• **Work order**: Tally the lines below that contain "door" and reply with only the tally.

======== Dataset excerpts ========

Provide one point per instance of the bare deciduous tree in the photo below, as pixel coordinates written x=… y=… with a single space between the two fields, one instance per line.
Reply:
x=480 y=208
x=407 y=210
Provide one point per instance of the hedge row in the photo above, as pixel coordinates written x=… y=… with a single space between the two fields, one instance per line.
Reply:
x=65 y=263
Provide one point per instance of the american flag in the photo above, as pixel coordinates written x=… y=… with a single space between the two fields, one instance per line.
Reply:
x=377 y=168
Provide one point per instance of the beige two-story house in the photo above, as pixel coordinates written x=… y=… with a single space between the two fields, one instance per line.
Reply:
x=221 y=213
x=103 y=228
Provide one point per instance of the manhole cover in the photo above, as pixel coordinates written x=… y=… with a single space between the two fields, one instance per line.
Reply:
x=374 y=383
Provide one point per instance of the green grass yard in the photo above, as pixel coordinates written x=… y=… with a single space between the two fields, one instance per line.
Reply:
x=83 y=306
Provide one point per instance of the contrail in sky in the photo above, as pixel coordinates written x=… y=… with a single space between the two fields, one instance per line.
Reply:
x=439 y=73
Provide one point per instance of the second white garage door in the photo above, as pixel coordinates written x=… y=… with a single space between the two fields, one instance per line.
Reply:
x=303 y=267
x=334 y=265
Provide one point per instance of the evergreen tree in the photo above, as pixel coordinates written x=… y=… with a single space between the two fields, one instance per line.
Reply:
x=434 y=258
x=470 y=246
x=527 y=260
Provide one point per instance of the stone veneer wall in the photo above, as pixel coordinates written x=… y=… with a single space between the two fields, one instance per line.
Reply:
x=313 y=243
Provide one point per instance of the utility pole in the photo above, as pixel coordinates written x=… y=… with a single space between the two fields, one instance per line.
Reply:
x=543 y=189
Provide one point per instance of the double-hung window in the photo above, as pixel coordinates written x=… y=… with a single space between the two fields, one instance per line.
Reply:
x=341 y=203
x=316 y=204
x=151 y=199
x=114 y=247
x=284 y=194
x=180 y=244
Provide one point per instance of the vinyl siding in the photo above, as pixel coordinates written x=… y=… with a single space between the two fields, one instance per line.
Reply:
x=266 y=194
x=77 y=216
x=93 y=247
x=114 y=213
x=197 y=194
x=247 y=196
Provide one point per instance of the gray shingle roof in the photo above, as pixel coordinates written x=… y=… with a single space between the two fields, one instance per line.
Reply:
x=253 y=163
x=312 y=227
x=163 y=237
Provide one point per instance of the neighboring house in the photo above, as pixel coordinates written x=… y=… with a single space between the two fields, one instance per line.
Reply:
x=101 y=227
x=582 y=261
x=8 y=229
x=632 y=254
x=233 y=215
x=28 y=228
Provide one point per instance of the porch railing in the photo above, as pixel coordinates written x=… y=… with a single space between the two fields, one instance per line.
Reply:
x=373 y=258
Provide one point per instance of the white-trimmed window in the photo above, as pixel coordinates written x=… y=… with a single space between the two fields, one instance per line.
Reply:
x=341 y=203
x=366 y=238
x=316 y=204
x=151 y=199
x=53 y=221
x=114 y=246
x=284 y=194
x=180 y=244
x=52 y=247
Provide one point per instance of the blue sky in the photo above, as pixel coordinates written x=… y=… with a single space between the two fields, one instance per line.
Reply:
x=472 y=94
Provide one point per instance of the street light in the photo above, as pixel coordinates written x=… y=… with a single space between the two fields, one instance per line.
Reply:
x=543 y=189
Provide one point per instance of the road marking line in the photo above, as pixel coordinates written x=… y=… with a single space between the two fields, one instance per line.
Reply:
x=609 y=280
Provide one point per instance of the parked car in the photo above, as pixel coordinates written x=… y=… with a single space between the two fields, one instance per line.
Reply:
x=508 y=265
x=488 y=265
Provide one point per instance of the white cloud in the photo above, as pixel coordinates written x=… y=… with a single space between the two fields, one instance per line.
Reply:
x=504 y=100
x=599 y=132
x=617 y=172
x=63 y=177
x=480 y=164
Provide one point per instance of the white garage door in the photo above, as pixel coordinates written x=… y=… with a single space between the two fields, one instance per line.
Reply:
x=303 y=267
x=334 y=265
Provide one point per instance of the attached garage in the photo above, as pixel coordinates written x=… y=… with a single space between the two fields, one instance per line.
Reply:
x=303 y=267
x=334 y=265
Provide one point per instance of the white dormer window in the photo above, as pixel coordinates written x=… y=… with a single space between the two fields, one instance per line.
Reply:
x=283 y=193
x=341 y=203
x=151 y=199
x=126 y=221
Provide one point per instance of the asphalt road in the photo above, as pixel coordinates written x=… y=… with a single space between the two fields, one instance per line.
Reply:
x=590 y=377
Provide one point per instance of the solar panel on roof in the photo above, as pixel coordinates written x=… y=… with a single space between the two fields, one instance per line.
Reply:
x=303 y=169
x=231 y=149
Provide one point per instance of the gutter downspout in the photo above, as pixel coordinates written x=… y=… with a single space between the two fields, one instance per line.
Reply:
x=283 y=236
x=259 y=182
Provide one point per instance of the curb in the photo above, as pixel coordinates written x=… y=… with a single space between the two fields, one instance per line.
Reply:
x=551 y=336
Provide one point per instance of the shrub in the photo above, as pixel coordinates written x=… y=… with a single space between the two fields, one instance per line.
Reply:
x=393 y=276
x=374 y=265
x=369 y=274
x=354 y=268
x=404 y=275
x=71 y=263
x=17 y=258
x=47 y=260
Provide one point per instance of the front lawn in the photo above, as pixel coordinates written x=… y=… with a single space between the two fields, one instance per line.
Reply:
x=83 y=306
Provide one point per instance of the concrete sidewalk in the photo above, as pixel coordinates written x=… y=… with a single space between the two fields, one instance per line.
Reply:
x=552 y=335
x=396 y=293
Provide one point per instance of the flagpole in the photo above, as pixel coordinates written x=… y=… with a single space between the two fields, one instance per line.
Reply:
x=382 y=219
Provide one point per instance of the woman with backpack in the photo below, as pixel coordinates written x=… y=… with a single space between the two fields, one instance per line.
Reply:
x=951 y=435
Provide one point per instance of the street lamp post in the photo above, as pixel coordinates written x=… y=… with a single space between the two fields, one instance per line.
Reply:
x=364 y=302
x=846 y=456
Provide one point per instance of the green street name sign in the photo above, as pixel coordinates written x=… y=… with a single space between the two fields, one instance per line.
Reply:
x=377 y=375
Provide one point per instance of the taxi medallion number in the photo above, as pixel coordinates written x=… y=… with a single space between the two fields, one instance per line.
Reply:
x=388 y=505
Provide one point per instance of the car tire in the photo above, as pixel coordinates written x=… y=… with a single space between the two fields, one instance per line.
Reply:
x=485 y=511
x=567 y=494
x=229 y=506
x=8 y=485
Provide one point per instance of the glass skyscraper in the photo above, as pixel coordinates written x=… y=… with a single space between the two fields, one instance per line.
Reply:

========

• **Task response**: 2